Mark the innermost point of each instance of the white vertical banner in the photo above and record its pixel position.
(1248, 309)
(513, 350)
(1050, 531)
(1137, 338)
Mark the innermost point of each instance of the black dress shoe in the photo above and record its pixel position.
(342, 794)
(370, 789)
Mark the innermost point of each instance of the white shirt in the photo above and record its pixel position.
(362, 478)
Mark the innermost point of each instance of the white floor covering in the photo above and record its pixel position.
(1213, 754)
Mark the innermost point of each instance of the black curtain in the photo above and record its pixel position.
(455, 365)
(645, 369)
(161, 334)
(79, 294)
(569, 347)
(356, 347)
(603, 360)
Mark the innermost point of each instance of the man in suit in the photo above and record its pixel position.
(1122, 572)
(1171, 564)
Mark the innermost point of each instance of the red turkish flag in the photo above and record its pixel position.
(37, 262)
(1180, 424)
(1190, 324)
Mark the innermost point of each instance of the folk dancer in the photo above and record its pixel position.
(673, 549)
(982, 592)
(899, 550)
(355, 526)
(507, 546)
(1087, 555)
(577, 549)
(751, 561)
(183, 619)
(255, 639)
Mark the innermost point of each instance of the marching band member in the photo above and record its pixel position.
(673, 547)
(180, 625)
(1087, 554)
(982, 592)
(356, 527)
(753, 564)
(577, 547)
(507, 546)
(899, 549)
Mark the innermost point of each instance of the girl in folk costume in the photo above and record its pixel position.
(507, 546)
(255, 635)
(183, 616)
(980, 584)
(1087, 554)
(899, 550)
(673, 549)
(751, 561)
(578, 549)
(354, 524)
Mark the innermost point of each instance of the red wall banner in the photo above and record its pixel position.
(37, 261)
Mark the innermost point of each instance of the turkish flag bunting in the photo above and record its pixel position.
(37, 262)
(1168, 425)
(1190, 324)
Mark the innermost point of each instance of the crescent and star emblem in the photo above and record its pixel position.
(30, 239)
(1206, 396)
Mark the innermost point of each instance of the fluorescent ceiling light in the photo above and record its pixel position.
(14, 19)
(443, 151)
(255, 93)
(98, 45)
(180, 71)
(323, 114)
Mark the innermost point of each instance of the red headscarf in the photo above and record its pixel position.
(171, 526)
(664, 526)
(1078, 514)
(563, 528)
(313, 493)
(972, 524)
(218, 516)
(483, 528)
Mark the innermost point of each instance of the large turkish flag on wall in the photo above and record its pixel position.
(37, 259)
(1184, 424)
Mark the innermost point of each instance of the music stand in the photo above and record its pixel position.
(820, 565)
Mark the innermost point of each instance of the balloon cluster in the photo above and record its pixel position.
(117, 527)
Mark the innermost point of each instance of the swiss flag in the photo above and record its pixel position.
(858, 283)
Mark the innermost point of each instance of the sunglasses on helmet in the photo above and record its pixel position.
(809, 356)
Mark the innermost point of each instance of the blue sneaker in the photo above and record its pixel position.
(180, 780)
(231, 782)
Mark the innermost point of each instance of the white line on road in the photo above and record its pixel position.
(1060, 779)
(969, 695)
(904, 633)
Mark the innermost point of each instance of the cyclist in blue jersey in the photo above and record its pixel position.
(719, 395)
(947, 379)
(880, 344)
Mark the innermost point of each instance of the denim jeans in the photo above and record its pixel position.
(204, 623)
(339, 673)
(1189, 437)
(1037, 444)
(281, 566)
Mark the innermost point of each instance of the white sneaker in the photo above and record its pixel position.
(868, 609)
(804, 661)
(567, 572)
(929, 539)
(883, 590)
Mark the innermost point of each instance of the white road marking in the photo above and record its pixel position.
━━━━━━━━
## AIM OF THE TASK
Reproduce all of the lines above word for word, in the same order.

## RESULT
Mark the innermost point of each instance of the white vertical banner in the photo above and record its pixel position.
(1248, 309)
(513, 350)
(1050, 531)
(1137, 338)
Mark the innermost point of each instance of the black dress shoe in the photo above and record its pixel position.
(342, 794)
(370, 789)
Mark the innermost point of each instance of the white shirt in the photo above and record its pixel position.
(362, 478)
Mark the innermost point of each instance of the white floor covering in the photo above and record its pixel position.
(1213, 754)
Mark the innermost point of each instance of the black curtain in the photo above and record its pixel position.
(455, 365)
(645, 369)
(161, 334)
(79, 294)
(569, 347)
(356, 347)
(603, 360)
Mark the innermost point of each instance of the man in suit in the photo above and record its pixel position.
(1122, 572)
(1171, 564)
Mark the innermost point of each instance of the red turkish flag in the photo above and record its pixel position.
(37, 262)
(1180, 424)
(1190, 324)
Mark the innermost point of each instance of the folk dancer in the photo above and record its pixel position.
(673, 549)
(982, 592)
(899, 550)
(355, 526)
(507, 546)
(1087, 555)
(577, 549)
(751, 561)
(183, 619)
(255, 639)
Mark the innermost point of each instance of the marching band member in the photo above and record its pixel position.
(673, 547)
(180, 625)
(1087, 554)
(982, 592)
(356, 527)
(753, 564)
(577, 547)
(507, 546)
(899, 549)
Mark the innermost point of each instance of the girl in folk costume in the photo above and record its pixel position.
(507, 546)
(255, 635)
(183, 616)
(980, 584)
(1087, 554)
(899, 550)
(673, 549)
(751, 561)
(578, 549)
(354, 524)
Mark the innermost point of each instance of the red wall banner in the photo above and record its pixel position.
(37, 261)
Mark the innermost point of each instance of the turkish flag bunting in the photo above and record its pixel position.
(37, 262)
(1168, 425)
(1190, 324)
Mark the innermost point of each instance of the crescent and star emblem in the photo above and record its pixel position.
(30, 239)
(1206, 396)
Mark the innermost point of each instance of the fluorescent ceiling light in the photo above and record its pixel position.
(14, 19)
(443, 151)
(255, 93)
(98, 45)
(180, 71)
(323, 114)
Mark the innermost point of each instance of the red headscarf in the photo above and record its pixel position.
(171, 526)
(664, 526)
(1078, 514)
(563, 528)
(313, 493)
(972, 524)
(218, 516)
(483, 528)
Mark the innermost point of each instance of the large turkish flag on wall in the photo above and record its pixel position.
(37, 259)
(1184, 424)
Mark the innermost point of each instance of the music stand in the photo above and record its pixel position.
(820, 565)
Mark the innermost point of each instance of the balloon cluster in the photo above and record its pixel position.
(117, 527)
Mark the innermost point of each instance of the swiss flag in the photo above and record its pixel position.
(858, 283)
Mark the innermost point of each instance of the sunglasses on helmet in the photo above and record its pixel position.
(809, 356)
Mark the innermost point of each instance of the blue sneaker in the photo above and record its pixel position.
(180, 780)
(231, 782)
Mark the innermost point of each instance of the white line on road in the photo above and record its pixel position.
(1060, 779)
(969, 695)
(904, 633)
Mark the innermost point of each instance of the cyclist in blue jersey in the photo above and record its pixel position.
(719, 395)
(947, 379)
(880, 344)
Mark the innermost point of each instance of the denim jeans in the photo above and record its pixel position.
(204, 623)
(339, 673)
(1189, 437)
(1037, 444)
(281, 566)
Mark the innermost point of each instance of the white sneaker in the photo above and record its pixel position.
(868, 609)
(804, 661)
(567, 572)
(929, 539)
(883, 590)
Mark the innermost point of each instance of the white road marking in the photo above and record its pixel position.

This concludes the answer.